| TASK LIST |
1. Translate this sentence from the passage on wireless power transfer into Spanish: "The researchers have said little about how pervasive magnetic fields could affect other hardware."
2. Reproduce word for word the part of the wireless power passage that runs from "WiTricity envisages coils" to "affect other hardware.".

Several companies have sought to develop the arrangement proposed by Soljacic, including WiTricity, which was spun off by the researchers. Intel has demonstrated Wireless Resonant Energy Link (WREL) research prototypes - see page four of this PDF and this video - and claims power efficiencies of up to 70 per cent. Sony has also developed a system that it says can transfer 60W over 50 cm (19 inches) with a 60 per cent efficiency (including 20 per cent power lost in the rectifier); adding a 'passive extender' could increase the distance to 80cm without loss of power.
WiTricity envisages coils built into the base of laptops, but quite a lot more development may be needed before manufacturers commercialise the technology. The lower power requirements of handheld hardware would be more attractive, except the current size of the secondary coil makes this impractical. Given consumer perceptions regarding various types of radiation and magnetic effect, even where studies suggest fears are groundless, gaining acceptance in the market may prove difficult. The researchers have said little about how pervasive magnetic fields could affect other hardware.

| DATASET CONTENT |
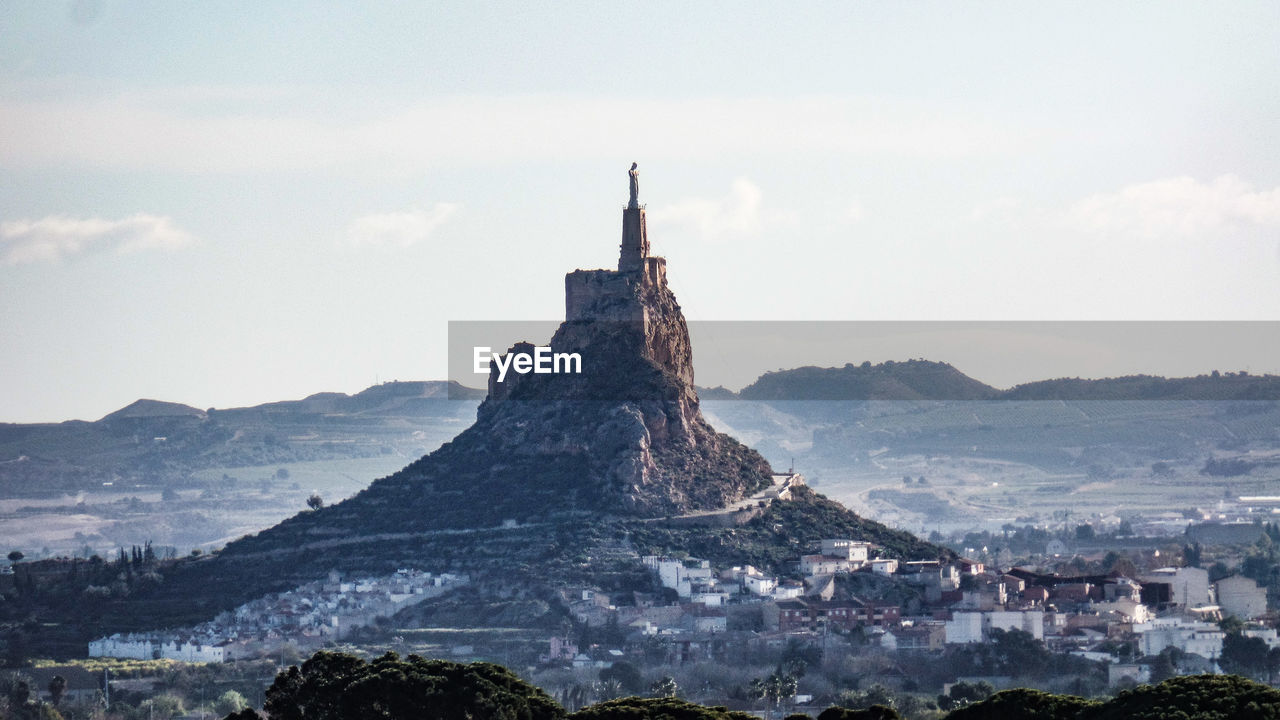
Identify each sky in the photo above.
[0,0,1280,421]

| SOLUTIONS TO THE EXERCISE |
1. Los investigadores han dicho poco sobre cómo los campos magnéticos omnipresentes podrían afectar a otro hardware.

2.
WiTricity envisages coils built into the base of laptops, but quite a lot more development may be needed before manufacturers commercialise the technology. The lower power requirements of handheld hardware would be more attractive, except the current size of the secondary coil makes this impractical. Given consumer perceptions regarding various types of radiation and magnetic effect, even where studies suggest fears are groundless, gaining acceptance in the market may prove difficult. The researchers have said little about how pervasive magnetic fields could affect other hardware.